What you are asked to do: Return only the lines from the one containing "Target: white glove" to the end of the material, with each one exactly as it appears.

Material provided:
Content starts

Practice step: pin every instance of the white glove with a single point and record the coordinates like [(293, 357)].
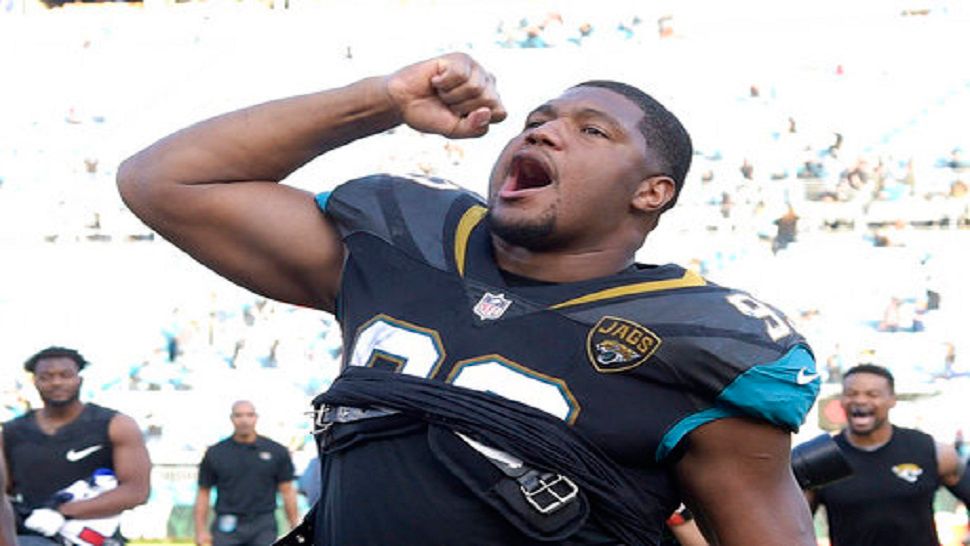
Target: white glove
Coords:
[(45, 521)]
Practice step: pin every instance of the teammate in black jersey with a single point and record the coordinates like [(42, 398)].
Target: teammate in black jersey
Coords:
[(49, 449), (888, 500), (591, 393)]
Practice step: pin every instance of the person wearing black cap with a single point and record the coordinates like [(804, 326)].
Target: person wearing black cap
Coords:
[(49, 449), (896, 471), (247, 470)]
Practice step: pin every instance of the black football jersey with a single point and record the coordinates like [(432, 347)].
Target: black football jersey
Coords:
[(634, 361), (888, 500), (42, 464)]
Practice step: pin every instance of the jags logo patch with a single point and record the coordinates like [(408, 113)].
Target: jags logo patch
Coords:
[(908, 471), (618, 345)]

Content ends

Solution to this exercise:
Target: white glove
Coords:
[(45, 521)]
Practice step: pin every instance of the teammate in black jersey with a single point and record the coordinates like [(42, 398)].
Target: teammate in black jersey
Coords:
[(49, 449), (888, 500), (591, 393)]
Practice step: pin every instance of the person wearing black cap with a single point and record the coordinates like [(804, 326)].
Target: person wearing black cap
Coords:
[(49, 449), (896, 471), (247, 470)]
Practice step: pin every instance of the black football jersey with a single point and record the coordinates like [(432, 347)].
Target: black football jersey
Coords:
[(634, 361), (888, 500), (42, 464)]
Practice step: pin every instance of the jags logo patch with a single point and record the coordinates like [(408, 113)].
Target: jags logo patch
Coords:
[(908, 471), (618, 345)]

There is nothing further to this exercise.